• **Data for the task**:
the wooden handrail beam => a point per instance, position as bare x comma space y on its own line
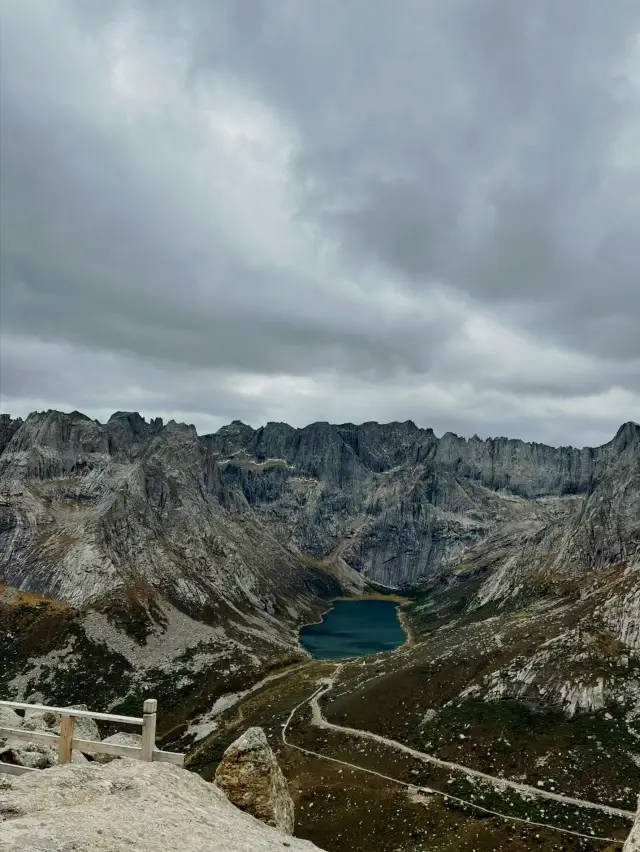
92, 746
68, 711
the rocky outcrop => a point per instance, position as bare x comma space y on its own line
251, 779
121, 738
633, 841
128, 805
8, 428
174, 547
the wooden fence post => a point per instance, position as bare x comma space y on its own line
65, 746
149, 710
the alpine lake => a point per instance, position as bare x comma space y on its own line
354, 628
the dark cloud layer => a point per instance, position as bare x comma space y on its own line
292, 210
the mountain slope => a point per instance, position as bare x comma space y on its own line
172, 552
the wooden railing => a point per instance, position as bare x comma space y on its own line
66, 741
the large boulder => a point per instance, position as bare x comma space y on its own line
9, 718
251, 779
128, 806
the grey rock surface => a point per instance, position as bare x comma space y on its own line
182, 550
250, 777
129, 806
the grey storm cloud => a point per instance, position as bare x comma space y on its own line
284, 209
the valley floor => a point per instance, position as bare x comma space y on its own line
518, 767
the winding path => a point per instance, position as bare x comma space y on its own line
318, 720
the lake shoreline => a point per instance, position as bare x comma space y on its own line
403, 622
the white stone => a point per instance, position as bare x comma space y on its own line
129, 806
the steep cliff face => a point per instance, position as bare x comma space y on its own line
401, 505
149, 531
122, 523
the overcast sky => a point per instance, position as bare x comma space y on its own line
339, 210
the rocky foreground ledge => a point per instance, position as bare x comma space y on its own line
128, 806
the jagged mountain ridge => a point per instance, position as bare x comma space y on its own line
163, 540
393, 501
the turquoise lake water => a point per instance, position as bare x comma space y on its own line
354, 629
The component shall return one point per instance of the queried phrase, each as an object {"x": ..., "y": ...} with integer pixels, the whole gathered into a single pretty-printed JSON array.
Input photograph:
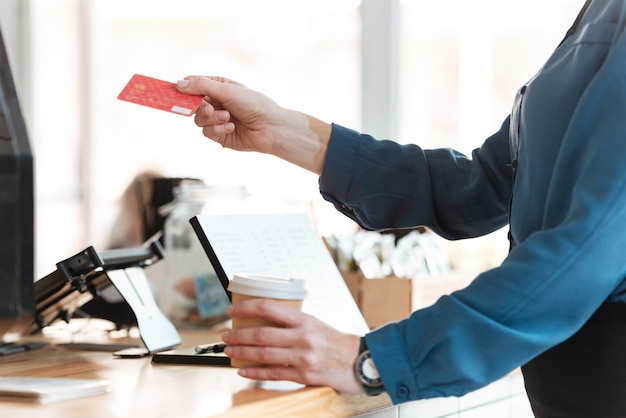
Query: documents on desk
[
  {"x": 49, "y": 389},
  {"x": 284, "y": 245}
]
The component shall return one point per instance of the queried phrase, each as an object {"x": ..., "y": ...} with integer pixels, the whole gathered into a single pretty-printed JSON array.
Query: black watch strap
[{"x": 366, "y": 371}]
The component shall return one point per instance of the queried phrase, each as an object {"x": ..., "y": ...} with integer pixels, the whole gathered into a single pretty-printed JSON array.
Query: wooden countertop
[{"x": 143, "y": 389}]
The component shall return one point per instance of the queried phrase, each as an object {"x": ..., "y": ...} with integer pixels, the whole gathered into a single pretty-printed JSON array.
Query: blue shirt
[{"x": 555, "y": 171}]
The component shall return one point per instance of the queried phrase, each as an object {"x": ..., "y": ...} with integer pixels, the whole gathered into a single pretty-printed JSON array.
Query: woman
[{"x": 554, "y": 172}]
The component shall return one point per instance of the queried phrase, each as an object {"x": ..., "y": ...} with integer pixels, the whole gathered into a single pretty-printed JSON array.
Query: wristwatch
[{"x": 366, "y": 371}]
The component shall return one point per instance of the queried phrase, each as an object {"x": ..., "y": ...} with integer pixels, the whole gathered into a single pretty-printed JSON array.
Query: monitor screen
[{"x": 17, "y": 190}]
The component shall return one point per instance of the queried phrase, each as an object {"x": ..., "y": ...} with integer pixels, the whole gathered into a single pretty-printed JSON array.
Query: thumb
[{"x": 212, "y": 87}]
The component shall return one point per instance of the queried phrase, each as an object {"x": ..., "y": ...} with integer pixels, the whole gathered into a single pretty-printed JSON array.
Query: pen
[{"x": 210, "y": 348}]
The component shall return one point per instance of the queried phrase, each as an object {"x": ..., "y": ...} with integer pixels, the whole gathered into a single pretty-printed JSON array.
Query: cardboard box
[
  {"x": 393, "y": 299},
  {"x": 380, "y": 300}
]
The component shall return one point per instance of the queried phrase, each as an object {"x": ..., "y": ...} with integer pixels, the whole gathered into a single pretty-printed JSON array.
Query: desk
[{"x": 142, "y": 389}]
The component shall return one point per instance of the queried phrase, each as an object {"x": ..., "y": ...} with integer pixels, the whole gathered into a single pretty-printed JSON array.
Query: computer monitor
[{"x": 17, "y": 196}]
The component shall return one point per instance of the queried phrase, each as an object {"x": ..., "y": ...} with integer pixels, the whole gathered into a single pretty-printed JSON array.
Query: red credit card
[{"x": 159, "y": 94}]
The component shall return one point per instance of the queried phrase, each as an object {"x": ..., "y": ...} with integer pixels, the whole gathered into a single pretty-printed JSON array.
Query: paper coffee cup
[{"x": 290, "y": 291}]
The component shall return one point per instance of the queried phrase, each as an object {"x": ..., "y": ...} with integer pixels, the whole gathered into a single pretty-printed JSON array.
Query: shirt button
[{"x": 402, "y": 391}]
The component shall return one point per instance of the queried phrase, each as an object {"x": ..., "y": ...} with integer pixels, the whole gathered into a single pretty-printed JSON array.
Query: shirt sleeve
[
  {"x": 550, "y": 283},
  {"x": 381, "y": 184}
]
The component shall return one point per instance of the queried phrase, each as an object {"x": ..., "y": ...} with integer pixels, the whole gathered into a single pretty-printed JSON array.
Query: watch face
[{"x": 367, "y": 370}]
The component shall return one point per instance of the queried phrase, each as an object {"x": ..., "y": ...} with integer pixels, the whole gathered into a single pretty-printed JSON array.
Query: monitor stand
[{"x": 156, "y": 330}]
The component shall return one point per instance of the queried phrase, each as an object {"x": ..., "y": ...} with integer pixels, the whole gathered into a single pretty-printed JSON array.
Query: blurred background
[{"x": 439, "y": 74}]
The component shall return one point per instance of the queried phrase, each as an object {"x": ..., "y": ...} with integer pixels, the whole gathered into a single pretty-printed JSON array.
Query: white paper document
[
  {"x": 49, "y": 389},
  {"x": 283, "y": 245}
]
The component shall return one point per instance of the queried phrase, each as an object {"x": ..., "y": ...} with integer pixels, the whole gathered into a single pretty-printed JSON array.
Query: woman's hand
[
  {"x": 301, "y": 348},
  {"x": 242, "y": 119}
]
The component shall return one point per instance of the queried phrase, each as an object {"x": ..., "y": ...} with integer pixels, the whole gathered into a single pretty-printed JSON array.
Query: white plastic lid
[{"x": 268, "y": 287}]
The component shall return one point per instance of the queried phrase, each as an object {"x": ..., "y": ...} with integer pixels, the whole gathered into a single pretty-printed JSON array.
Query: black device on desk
[{"x": 17, "y": 195}]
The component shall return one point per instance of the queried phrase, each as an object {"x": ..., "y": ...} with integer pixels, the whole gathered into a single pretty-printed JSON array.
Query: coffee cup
[{"x": 290, "y": 292}]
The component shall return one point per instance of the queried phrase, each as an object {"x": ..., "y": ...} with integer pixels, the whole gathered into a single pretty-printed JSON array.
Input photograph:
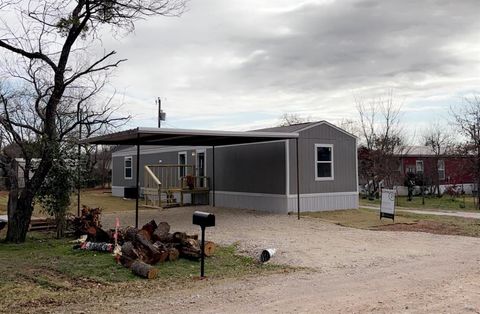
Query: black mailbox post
[{"x": 204, "y": 220}]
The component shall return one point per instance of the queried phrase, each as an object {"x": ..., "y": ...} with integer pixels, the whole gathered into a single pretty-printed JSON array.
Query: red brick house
[{"x": 452, "y": 169}]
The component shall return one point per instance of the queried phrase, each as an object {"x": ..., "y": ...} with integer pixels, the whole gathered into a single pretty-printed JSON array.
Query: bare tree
[
  {"x": 47, "y": 74},
  {"x": 440, "y": 141},
  {"x": 381, "y": 141},
  {"x": 467, "y": 120}
]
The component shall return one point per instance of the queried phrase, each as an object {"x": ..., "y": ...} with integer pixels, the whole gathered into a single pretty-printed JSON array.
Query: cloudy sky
[{"x": 242, "y": 64}]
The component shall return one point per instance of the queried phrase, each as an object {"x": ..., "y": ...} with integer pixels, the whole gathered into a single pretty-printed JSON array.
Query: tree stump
[{"x": 144, "y": 270}]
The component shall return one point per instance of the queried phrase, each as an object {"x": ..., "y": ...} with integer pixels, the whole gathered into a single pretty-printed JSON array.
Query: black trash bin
[{"x": 130, "y": 192}]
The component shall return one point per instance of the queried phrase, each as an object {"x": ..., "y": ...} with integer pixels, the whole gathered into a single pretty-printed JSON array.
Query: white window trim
[
  {"x": 204, "y": 151},
  {"x": 417, "y": 162},
  {"x": 332, "y": 177},
  {"x": 442, "y": 169},
  {"x": 125, "y": 168},
  {"x": 178, "y": 161}
]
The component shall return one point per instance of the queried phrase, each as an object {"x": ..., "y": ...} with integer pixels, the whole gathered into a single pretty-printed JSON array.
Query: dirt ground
[{"x": 348, "y": 270}]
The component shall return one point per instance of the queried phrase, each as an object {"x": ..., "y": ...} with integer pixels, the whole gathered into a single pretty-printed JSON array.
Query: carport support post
[
  {"x": 213, "y": 176},
  {"x": 137, "y": 179},
  {"x": 298, "y": 180}
]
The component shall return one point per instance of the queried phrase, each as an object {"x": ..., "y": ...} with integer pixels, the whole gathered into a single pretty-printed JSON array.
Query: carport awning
[{"x": 185, "y": 137}]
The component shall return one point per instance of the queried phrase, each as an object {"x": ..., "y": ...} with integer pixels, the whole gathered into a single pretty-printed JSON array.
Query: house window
[
  {"x": 419, "y": 166},
  {"x": 410, "y": 169},
  {"x": 323, "y": 162},
  {"x": 441, "y": 170},
  {"x": 182, "y": 160},
  {"x": 127, "y": 165}
]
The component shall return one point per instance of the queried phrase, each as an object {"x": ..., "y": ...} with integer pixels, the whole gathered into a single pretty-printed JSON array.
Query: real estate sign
[{"x": 387, "y": 205}]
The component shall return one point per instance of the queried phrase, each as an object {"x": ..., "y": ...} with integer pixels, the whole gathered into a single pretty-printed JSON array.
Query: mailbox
[{"x": 203, "y": 219}]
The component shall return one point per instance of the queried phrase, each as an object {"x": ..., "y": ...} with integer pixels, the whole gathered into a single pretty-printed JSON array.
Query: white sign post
[{"x": 387, "y": 205}]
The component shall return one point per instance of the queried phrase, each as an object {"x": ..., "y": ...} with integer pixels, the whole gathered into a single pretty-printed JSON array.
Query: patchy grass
[
  {"x": 431, "y": 203},
  {"x": 46, "y": 272},
  {"x": 92, "y": 197},
  {"x": 369, "y": 219}
]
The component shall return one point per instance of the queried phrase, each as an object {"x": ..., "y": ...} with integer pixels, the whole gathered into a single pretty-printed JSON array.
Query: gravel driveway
[{"x": 350, "y": 270}]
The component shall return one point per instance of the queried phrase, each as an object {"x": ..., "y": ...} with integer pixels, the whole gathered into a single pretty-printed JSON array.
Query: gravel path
[{"x": 350, "y": 270}]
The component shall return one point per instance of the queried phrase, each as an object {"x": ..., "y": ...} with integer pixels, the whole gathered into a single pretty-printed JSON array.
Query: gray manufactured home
[{"x": 260, "y": 176}]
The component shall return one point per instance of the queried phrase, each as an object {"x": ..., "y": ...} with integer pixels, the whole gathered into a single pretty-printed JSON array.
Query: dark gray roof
[
  {"x": 288, "y": 128},
  {"x": 184, "y": 137}
]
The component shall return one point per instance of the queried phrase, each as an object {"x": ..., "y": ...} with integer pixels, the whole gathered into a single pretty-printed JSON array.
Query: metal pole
[
  {"x": 79, "y": 173},
  {"x": 79, "y": 170},
  {"x": 159, "y": 112},
  {"x": 213, "y": 176},
  {"x": 298, "y": 180},
  {"x": 202, "y": 247},
  {"x": 138, "y": 179}
]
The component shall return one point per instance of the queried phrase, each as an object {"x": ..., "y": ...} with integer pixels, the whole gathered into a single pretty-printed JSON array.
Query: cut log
[
  {"x": 150, "y": 227},
  {"x": 145, "y": 234},
  {"x": 192, "y": 236},
  {"x": 179, "y": 237},
  {"x": 144, "y": 270},
  {"x": 189, "y": 253},
  {"x": 164, "y": 256},
  {"x": 164, "y": 238},
  {"x": 126, "y": 261},
  {"x": 209, "y": 248},
  {"x": 163, "y": 228},
  {"x": 151, "y": 254},
  {"x": 130, "y": 233},
  {"x": 173, "y": 254},
  {"x": 129, "y": 250}
]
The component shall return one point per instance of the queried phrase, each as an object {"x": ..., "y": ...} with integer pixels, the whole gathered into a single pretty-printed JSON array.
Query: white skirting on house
[
  {"x": 323, "y": 201},
  {"x": 282, "y": 204},
  {"x": 275, "y": 203}
]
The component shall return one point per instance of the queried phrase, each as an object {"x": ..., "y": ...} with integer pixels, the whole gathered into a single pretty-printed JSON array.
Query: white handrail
[{"x": 152, "y": 175}]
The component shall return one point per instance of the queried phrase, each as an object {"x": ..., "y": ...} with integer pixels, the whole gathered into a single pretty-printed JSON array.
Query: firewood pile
[
  {"x": 154, "y": 243},
  {"x": 139, "y": 249}
]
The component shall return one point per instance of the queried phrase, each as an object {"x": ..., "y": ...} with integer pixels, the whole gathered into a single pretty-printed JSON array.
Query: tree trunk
[
  {"x": 19, "y": 214},
  {"x": 19, "y": 208}
]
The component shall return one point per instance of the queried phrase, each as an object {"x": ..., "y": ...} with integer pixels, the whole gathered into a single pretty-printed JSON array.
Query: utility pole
[{"x": 161, "y": 114}]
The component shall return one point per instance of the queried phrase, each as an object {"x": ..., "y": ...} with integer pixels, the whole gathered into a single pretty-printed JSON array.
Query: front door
[{"x": 201, "y": 167}]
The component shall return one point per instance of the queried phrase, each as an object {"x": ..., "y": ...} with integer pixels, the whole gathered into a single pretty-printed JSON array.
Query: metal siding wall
[
  {"x": 253, "y": 168},
  {"x": 344, "y": 161}
]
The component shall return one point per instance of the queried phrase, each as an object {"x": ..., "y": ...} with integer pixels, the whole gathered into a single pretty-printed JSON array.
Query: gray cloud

• **Problem to solve**: The requested output is the line holding "Query: tree trunk" and every line after it up to the last line of the listing, exactly, with nothing else.

• **Answer box**:
Query: tree trunk
[
  {"x": 19, "y": 214},
  {"x": 19, "y": 208}
]
The component shall return one point per instance of the queried phrase, each as an object {"x": ..., "y": ...} with integer pixels, the whole gathered into a single pretty-printed JSON array.
Query: utility pole
[{"x": 161, "y": 114}]
The component shall return one point per instance of the queried phrase, each as an object {"x": ..., "y": ...} with integer pixels, the whole gathered into a single pretty-printed JSON array.
Query: front door
[{"x": 201, "y": 167}]
The component shall return one point per instance of the queried phrase, each as an object {"x": ..., "y": ...} with integer pixels, the whole gathered into a single pretty-printed JSON array.
Query: metal siding wall
[
  {"x": 253, "y": 168},
  {"x": 344, "y": 161}
]
The component shall return one point per instance of the queried phrase, each as an object {"x": ..., "y": ...} with integer pixels, the whole gathered into a single pretty-printed JSON array.
Query: gray cloud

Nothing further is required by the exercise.